YOUR INSTRUCTIONS –
Please switch "photograph" to "image" everywhere in the entries below and give them again with nothing else changed. Leave the pictures out of your answer.

[Dataset rows on where objects appear]
— BEGIN —

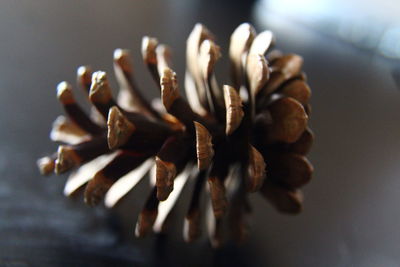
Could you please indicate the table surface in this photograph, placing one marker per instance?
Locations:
(351, 214)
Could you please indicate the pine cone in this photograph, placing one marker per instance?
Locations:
(250, 136)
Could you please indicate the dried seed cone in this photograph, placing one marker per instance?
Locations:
(228, 140)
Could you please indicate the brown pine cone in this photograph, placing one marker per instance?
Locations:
(250, 136)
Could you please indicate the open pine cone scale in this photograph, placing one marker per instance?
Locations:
(250, 136)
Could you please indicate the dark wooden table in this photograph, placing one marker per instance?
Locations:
(351, 214)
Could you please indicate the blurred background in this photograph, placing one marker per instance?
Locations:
(351, 51)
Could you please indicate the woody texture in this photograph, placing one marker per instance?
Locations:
(221, 142)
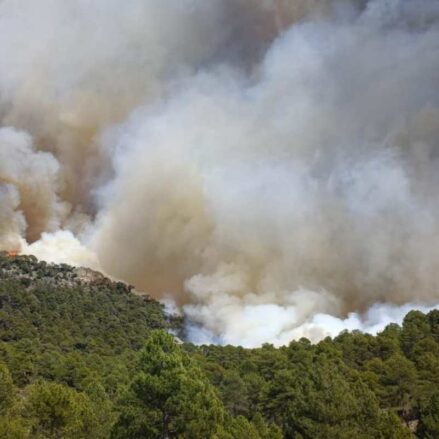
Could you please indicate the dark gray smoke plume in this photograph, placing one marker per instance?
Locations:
(270, 165)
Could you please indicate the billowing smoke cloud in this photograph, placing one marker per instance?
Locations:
(271, 165)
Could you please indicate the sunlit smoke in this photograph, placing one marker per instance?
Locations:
(270, 165)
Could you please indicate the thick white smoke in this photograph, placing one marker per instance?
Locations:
(268, 164)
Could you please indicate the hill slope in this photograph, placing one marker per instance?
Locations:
(84, 357)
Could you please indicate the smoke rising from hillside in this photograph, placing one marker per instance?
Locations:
(270, 165)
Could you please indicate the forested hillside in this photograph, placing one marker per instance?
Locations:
(84, 357)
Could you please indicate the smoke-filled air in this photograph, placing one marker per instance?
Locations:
(270, 167)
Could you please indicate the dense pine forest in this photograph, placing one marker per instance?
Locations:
(85, 357)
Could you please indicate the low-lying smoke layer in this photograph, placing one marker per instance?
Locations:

— END —

WRITTEN RESPONSE –
Could you please indicate the table surface in this image, placing one marker per instance?
Locations:
(351, 214)
Could you please indicate the pine cone in this image, placing one marker per instance?
Locations:
(250, 136)
Could you please indicate the dried seed cone in this image, placing one marker per instance?
Locations:
(228, 140)
Could you please indicate the brown pine cone in this image, placing one marker per instance?
Locations:
(250, 136)
Could you please indicate the open pine cone scale in this image, placing one marker per instance?
Locations:
(250, 136)
Could you please indicate the dark wooden table in this image, placing one marker per instance?
Locations:
(351, 214)
Could you please indicate the blurred background in this image, placing one marker per instance?
Locations:
(351, 51)
Could you please indicate the woody texture in this image, placing one marker per instance?
Locations:
(221, 142)
Could you please indicate the dark gray smoke plume in this image, placing one marker per instance?
Locations:
(270, 165)
Could you please indicate the billowing smoke cloud in this image, placing one marker per instance?
Locations:
(271, 165)
Could you please indicate the sunlit smoke in this image, placing one marker per instance?
Locations:
(270, 165)
Could you please indicate the thick white smoke in this image, placing one marker per instance?
Locations:
(268, 164)
Could you please indicate the hill slope in this image, placing one marker per instance?
Locations:
(84, 357)
Could you please indicate the smoke rising from hillside in this image, placing one marker per instance?
Locations:
(270, 165)
Could you please indicate the forested hillside in this image, placing one marker per instance?
Locations:
(84, 357)
Could you please indicate the smoke-filled air in this image, placing one marker per instance?
Locations:
(270, 167)
Could you please indicate the dense pine forest in this image, placing one marker per instance?
Locations:
(85, 357)
Could you please indicate the low-lying smoke layer in this image, placing one marker per instance?
Locations:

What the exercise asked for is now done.